GIVEN PASSAGE -
= Beginning of Section =
PoeticInjustice said:


> structure*



And exactly what good does correcting one word do?


----------



## STXmedic (Apr 3, 2012)

firefite said:


> And exactly what good does correcting one word do?



It's the only error I found


----------



## DesertMedic66 (Apr 3, 2012)

PoeticInjustice said:


> It's the only error I found



Haha. I'm sure there are others. But it's ok because I have alot of excuses (I'm on my iPhone, I just got off a long shift, my thumbs are big) but in reality I'm just not good at spelling, grammar usage, and sentence structure


----------



## Anjel (Apr 3, 2012)

Regarding the posts that are just one paragraph that go on and on and on. I will not read them.

I get a headache and loose my spot trying to read on my phone. I just ignore those posts, or just read the replies.


----------



## Tigger (Apr 3, 2012)

I have to be super bored at work to write up a long and somewhat well constructed response using tapatalk. The iPhone keyboard is just not that great and I have to correct 9000 errors before I post it. Nonetheless, I still proofread everything I write no matter what it was written on. Somethings get through of course, but I don't like messy posts. If you're going to to post something you owe it your expected readers to make it easily readable.


----------



## STXmedic (Apr 3, 2012)
= End of Section =
STORED DATA -
= Beginning of Section =
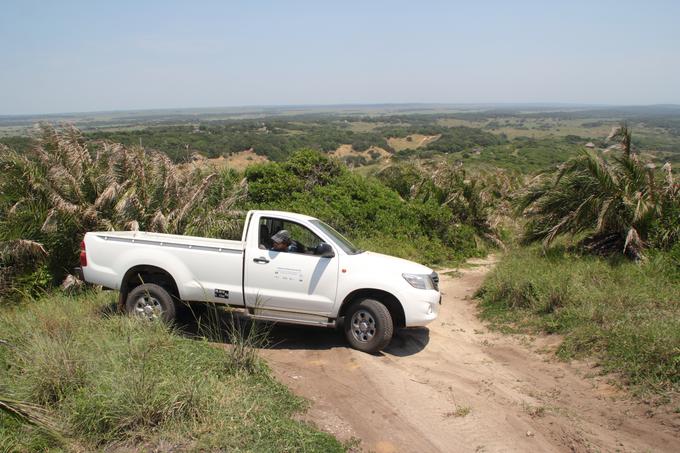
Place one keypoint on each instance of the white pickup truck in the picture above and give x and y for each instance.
(308, 274)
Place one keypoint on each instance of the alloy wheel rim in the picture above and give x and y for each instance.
(148, 307)
(363, 326)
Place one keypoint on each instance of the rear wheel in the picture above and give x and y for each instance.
(152, 302)
(368, 326)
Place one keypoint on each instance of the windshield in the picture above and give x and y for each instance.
(338, 238)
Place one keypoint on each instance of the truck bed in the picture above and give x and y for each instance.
(205, 269)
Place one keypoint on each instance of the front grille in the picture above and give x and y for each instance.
(435, 280)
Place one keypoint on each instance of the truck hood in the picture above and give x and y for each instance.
(390, 264)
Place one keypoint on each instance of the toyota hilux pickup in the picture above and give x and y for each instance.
(287, 268)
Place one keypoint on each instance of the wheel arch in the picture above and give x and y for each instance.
(146, 273)
(388, 299)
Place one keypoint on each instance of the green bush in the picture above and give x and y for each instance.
(626, 313)
(116, 381)
(363, 208)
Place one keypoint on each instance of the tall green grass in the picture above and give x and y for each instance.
(112, 381)
(625, 313)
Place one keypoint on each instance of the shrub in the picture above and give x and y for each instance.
(627, 314)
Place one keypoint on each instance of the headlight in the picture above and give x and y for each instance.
(420, 281)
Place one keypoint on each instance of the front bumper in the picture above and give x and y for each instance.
(78, 272)
(422, 307)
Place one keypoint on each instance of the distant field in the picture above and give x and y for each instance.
(413, 141)
(520, 137)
= End of Section =
Rewrite the forum thread from "Regarding the posts" up to and including "it easily readable.", changing "headache" to "migraine". Work only from the forum thread and leave the data aside.

Regarding the posts that are just one paragraph that go on and on and on. I will not read them.

I get a migraine and loose my spot trying to read on my phone. I just ignore those posts, or just read the replies.


----------



## Tigger (Apr 3, 2012)

I have to be super bored at work to write up a long and somewhat well constructed response using tapatalk. The iPhone keyboard is just not that great and I have to correct 9000 errors before I post it. Nonetheless, I still proofread everything I write no matter what it was written on. Somethings get through of course, but I don't like messy posts. If you're going to to post something you owe it your expected readers to make it easily readable.